Tally the lines in the items that contain the word "positive", and reply with only that number.

(Available data)

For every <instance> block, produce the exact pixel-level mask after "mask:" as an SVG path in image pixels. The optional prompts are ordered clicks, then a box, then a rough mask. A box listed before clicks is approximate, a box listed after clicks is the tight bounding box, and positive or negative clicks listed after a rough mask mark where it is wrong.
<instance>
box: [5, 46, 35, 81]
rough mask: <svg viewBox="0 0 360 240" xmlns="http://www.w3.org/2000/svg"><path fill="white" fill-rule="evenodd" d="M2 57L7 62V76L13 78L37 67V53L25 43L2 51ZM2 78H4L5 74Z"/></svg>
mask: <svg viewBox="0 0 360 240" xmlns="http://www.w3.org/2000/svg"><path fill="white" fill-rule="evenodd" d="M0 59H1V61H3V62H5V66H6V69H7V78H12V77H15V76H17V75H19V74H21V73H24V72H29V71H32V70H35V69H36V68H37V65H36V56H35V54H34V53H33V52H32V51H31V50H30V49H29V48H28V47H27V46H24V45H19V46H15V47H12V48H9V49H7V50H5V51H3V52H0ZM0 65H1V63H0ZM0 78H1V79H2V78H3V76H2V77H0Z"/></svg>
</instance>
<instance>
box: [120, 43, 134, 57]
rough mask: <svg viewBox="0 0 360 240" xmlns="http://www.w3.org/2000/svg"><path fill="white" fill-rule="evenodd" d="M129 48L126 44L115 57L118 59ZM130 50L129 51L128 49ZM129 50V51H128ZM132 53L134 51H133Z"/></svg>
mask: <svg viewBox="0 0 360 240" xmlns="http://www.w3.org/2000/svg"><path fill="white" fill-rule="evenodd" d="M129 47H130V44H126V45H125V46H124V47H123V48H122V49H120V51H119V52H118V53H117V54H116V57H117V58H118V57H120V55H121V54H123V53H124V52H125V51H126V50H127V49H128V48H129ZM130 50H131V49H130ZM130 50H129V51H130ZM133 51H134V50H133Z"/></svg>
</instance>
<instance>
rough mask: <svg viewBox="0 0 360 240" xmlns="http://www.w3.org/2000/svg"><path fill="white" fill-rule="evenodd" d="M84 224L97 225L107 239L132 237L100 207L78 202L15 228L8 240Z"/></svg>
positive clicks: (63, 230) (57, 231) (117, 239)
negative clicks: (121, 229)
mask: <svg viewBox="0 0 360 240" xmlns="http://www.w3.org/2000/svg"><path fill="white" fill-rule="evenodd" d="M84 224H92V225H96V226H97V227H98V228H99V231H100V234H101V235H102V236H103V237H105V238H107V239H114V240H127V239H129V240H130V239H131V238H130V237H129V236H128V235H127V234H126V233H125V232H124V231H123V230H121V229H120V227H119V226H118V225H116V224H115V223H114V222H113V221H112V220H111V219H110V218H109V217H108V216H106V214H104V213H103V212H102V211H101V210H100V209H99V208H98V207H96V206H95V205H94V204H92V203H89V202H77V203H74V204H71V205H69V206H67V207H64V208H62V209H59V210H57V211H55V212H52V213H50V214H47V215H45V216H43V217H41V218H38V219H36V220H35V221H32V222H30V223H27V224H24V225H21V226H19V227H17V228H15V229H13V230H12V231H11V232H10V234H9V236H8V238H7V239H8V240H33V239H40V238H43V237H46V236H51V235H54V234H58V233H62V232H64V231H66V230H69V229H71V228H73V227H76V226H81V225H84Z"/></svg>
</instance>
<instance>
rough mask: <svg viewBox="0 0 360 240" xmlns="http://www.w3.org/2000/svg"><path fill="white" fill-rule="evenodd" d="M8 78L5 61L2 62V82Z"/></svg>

(End Available data)

(Task solution):
2